- [Your task]: Reproduce the records from their start through the line containing "x=278 y=421", swapping every "pin" for "marker" and leaving everything else unchanged.

- [Saved data entries]:
::::

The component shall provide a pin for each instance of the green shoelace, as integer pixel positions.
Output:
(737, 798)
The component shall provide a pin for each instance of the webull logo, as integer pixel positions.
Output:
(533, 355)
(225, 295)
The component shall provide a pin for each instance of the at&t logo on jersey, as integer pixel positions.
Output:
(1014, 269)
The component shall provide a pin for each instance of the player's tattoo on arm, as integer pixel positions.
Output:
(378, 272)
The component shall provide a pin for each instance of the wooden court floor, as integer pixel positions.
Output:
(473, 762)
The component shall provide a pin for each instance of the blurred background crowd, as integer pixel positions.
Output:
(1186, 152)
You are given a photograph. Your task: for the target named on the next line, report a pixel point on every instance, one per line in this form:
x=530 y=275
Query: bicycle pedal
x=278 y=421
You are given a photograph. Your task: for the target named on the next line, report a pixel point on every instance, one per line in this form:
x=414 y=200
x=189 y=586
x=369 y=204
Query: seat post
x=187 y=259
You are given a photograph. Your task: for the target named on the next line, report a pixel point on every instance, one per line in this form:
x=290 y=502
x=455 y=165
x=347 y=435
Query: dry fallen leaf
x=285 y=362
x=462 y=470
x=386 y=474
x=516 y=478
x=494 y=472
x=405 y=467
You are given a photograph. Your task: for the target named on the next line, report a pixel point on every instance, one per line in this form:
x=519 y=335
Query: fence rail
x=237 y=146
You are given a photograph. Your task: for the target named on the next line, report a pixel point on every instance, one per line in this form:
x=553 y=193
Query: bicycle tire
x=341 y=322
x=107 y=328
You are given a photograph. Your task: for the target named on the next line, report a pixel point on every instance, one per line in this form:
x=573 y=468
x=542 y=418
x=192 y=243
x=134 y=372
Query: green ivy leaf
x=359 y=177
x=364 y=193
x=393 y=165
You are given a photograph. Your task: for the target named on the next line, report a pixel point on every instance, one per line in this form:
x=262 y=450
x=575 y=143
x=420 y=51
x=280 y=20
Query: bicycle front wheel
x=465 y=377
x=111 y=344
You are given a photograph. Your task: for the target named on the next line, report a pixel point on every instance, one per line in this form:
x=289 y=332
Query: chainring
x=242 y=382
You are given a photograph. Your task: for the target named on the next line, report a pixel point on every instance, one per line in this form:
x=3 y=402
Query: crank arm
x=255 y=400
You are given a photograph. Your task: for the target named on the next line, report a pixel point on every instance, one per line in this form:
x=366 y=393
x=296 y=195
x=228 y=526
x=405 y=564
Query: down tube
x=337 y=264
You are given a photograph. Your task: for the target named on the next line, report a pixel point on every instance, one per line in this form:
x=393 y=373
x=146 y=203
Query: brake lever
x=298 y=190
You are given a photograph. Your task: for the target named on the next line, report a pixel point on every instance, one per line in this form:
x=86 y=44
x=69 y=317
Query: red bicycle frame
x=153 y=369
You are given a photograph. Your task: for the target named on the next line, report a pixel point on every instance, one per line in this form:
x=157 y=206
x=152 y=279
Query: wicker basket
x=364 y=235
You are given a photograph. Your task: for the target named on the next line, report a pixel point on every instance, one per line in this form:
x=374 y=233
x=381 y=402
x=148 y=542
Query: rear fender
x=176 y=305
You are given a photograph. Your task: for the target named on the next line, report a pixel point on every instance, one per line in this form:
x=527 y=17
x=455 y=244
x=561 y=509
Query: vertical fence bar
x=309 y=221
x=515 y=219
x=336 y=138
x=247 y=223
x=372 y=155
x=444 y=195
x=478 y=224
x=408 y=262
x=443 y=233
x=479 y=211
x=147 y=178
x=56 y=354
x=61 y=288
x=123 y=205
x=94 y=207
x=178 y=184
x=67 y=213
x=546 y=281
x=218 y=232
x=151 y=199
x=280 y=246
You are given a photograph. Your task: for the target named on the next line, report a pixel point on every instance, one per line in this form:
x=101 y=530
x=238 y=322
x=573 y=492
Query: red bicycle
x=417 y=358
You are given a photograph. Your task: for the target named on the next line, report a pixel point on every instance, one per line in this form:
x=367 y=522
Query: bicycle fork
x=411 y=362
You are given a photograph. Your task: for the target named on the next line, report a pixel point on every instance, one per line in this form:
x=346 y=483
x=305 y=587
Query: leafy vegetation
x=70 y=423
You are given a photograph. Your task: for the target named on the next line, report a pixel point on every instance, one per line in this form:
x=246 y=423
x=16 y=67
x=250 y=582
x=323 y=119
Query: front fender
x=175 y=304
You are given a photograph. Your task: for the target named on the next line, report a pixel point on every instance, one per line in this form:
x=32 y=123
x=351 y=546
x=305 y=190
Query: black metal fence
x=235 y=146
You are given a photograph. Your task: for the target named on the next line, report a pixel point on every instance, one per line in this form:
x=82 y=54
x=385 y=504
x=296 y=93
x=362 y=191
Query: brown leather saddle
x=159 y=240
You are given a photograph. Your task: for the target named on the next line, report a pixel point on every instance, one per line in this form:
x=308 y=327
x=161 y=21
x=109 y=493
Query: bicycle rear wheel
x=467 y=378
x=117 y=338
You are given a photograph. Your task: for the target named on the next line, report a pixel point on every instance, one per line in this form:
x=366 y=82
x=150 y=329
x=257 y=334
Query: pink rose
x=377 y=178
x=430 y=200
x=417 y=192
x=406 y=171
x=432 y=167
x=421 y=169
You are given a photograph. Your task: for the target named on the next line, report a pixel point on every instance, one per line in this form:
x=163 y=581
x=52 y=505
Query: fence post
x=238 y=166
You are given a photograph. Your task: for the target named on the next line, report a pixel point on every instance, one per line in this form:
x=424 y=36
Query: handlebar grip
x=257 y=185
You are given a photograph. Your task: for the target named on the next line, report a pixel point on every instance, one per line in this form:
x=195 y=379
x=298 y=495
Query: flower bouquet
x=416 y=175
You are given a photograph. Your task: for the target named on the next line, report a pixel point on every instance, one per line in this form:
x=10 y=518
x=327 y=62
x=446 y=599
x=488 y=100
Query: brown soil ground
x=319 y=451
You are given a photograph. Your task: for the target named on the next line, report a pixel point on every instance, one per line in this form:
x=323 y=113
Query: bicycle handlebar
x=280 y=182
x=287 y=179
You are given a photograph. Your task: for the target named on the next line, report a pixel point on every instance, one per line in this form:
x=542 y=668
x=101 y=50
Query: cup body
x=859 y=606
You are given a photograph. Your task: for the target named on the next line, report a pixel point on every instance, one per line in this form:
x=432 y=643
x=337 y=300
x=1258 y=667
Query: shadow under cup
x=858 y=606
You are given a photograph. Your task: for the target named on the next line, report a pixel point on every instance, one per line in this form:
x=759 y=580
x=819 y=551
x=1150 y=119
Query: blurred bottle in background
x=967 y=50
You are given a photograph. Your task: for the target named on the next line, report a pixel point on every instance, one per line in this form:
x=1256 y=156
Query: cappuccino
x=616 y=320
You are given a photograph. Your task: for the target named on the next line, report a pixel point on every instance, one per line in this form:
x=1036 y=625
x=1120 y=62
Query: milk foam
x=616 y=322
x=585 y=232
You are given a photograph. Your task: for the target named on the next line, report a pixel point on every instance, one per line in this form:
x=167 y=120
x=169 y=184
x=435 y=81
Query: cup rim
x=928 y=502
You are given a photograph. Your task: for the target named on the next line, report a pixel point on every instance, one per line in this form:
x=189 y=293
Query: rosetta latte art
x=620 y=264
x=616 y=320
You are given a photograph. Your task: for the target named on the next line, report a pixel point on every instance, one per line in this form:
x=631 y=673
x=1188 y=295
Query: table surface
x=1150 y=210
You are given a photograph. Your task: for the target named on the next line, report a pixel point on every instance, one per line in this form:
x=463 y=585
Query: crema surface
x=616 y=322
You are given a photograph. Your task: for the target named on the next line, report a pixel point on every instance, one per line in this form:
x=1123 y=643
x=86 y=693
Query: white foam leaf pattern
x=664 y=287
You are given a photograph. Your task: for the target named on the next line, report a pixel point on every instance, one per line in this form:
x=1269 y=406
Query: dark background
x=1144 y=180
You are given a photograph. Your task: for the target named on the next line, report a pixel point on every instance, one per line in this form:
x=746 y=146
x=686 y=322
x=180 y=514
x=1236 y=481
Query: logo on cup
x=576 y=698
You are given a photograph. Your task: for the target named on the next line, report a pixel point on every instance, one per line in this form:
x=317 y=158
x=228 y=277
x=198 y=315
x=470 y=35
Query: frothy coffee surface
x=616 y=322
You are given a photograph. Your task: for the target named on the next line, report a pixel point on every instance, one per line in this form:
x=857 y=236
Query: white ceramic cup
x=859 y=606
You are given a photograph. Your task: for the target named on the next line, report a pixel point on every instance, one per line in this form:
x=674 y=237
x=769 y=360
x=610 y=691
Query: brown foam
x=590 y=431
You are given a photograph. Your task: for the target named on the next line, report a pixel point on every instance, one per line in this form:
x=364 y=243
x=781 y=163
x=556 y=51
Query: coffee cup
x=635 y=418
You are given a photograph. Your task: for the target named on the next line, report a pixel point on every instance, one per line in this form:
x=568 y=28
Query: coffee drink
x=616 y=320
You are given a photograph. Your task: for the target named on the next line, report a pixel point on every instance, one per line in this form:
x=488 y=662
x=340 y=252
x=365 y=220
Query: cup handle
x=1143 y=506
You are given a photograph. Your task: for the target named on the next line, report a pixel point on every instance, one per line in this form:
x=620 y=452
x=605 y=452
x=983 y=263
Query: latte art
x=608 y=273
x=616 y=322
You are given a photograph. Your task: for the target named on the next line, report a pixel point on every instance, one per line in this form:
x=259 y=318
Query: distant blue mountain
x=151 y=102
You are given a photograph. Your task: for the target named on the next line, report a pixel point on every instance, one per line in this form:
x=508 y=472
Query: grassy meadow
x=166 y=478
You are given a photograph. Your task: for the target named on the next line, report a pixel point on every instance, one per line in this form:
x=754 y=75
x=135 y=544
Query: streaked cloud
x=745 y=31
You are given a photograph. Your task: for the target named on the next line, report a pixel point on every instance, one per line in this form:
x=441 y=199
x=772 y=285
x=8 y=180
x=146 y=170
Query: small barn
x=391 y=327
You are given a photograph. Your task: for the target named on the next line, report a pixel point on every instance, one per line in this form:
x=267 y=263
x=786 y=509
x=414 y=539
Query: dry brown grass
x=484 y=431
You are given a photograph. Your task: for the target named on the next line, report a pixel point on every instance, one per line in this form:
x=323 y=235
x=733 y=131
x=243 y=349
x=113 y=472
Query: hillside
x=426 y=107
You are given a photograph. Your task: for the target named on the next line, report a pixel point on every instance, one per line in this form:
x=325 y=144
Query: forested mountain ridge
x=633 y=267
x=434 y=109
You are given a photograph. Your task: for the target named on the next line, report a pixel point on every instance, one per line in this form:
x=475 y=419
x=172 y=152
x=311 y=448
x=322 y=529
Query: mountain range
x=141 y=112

::::

- [Correct output]:
The component shall provide a marker for each instance of the green shoelace, as integer pixel positions.
Output:
(737, 798)
The component shall provide a marker for each instance of the webull logo, as integer pixel positions.
Output:
(533, 355)
(225, 295)
The component shall provide a marker for each instance of the at&t logo on jersey, as integer pixel positions.
Output:
(1014, 269)
The component shall provide a marker for each instance of the player's tattoo on arm, as integer pixel positions.
Output:
(378, 272)
The component shall provide a marker for each instance of the wooden court floor, as integer pixel positions.
Output:
(473, 762)
The component shall provide a marker for each instance of the blurred background crowd, as integer pixel positions.
Output:
(1186, 152)
You are given a photograph. Your task: for the target named on the next line, report a pixel point on every instance, one per line in this form:
x=530 y=275
Query: bicycle pedal
x=278 y=421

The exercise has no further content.